[BEGIN TEXT PROVIDED]

North Mymms Park
A short history
Further wall paintings were discovered in a first floor bedroom in the West Wing when fabric that had been attached to wooden struts above panelling was removed. The painting gives the impression of a carved marble frieze, an effect that has been achieved by the painting-in of shadows as if natural light from the windows fell on a moulded form.
The painting would originally have formed a frieze around the entire room but now only remains on the south and west walls. The frieze is punctuated by large strapwork cartouches enclosing coat of arms.
The style of the painting indicates a 17th Century date, although the coat of arms were probably painted-in during the 19th Century.
Beneath the panelling in the Marble Hall lies a frieze known as grotesque work. Grotesques were painted decorations and sculptures with animal forms fantastically interwoven with foliage and flowers. The decoration was popular throughout Europe during the 16th Century.

[END TEXT PROVIDED]
[BEGIN EXCERPTED DATA]

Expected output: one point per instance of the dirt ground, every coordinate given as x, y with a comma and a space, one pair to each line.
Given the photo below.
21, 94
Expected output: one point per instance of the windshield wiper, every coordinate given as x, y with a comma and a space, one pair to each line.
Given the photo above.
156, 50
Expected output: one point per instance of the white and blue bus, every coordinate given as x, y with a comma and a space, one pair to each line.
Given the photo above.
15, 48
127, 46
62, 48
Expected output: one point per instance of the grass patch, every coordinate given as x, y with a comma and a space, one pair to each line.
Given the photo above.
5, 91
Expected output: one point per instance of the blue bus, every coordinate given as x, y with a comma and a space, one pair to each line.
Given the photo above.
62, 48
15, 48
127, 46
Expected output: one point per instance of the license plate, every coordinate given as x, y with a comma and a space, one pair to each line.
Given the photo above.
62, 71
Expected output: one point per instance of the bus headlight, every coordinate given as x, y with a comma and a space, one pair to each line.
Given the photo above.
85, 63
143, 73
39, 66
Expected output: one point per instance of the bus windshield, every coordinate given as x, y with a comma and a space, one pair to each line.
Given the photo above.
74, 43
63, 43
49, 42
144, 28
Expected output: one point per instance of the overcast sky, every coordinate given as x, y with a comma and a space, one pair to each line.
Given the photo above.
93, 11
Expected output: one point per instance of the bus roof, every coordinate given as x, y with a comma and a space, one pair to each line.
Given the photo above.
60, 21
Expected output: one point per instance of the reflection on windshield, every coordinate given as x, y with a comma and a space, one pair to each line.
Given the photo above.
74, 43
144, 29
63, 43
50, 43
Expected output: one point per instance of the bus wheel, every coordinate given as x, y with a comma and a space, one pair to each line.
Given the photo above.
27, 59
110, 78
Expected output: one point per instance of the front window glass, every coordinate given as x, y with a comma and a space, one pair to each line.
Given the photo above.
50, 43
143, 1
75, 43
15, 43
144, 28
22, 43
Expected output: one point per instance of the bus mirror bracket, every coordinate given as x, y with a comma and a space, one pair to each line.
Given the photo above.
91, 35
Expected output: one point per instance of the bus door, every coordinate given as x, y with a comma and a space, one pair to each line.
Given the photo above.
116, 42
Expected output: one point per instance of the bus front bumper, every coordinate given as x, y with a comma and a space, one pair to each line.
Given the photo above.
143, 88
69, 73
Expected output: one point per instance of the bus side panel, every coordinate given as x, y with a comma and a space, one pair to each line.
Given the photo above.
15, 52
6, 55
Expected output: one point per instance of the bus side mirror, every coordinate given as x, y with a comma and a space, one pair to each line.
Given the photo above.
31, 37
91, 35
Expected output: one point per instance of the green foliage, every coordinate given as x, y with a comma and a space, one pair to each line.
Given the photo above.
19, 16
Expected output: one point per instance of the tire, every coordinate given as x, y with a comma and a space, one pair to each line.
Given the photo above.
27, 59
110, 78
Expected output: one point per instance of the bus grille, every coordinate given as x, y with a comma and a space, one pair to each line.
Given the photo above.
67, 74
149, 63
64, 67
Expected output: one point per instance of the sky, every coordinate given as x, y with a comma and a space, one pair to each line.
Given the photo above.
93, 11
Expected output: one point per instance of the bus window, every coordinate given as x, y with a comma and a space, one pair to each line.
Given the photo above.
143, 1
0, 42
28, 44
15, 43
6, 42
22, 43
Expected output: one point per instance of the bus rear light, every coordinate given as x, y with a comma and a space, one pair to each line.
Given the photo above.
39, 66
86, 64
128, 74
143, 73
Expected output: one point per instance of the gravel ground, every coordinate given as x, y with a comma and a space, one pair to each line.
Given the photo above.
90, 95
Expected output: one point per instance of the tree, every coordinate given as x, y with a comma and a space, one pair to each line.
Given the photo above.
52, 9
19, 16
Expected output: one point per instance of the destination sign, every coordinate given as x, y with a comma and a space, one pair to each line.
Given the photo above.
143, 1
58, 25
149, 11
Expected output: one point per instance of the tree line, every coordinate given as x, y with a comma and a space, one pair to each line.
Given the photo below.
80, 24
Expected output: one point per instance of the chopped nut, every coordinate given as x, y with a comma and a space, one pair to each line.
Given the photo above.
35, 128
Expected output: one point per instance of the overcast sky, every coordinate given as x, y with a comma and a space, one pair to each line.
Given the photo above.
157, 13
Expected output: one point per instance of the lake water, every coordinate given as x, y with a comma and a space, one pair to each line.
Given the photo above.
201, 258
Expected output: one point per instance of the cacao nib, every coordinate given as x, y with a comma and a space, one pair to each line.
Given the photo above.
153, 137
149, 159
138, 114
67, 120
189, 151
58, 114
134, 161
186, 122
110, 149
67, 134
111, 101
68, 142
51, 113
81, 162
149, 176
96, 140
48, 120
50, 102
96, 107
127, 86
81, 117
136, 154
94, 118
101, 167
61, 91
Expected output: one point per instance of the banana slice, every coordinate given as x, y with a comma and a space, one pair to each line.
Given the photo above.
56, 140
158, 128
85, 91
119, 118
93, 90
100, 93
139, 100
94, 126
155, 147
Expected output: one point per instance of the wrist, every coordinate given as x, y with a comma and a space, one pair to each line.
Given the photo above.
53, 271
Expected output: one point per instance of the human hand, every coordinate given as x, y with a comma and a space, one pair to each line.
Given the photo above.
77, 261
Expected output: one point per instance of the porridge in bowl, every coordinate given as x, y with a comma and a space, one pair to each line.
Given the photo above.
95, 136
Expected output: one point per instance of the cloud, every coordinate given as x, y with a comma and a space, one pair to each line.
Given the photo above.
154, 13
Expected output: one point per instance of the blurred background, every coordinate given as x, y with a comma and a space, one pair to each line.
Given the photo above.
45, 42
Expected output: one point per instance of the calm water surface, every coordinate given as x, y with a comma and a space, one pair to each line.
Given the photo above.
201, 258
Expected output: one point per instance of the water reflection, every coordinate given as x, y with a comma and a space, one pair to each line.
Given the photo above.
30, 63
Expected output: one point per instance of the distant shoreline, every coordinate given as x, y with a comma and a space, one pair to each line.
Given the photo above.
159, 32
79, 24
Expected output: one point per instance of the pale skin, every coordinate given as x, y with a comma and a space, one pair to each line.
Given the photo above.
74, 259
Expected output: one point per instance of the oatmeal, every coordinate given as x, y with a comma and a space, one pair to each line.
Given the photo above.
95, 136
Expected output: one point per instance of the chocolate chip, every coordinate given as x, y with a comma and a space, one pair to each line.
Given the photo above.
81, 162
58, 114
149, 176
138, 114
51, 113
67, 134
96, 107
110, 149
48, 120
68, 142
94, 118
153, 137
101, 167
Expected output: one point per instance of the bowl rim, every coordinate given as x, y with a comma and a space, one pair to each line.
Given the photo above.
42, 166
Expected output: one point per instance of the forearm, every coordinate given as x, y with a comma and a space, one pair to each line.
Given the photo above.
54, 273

[END EXCERPTED DATA]

▸ TASK 1: From the North Mymms Park history, write out the stretch from "Beneath the panelling" through "the 16th Century.".
▸ TASK 2: According to the North Mymms Park history, on which walls does the painted frieze in the West Wing bedroom still remain?

▸ FULL RESPONSE 1:
Beneath the panelling in the Marble Hall lies a frieze known as grotesque work. Grotesques were painted decorations and sculptures with animal forms fantastically interwoven with foliage and flowers. The decoration was popular throughout Europe during the 16th Century.

▸ FULL RESPONSE 2: The south and west walls.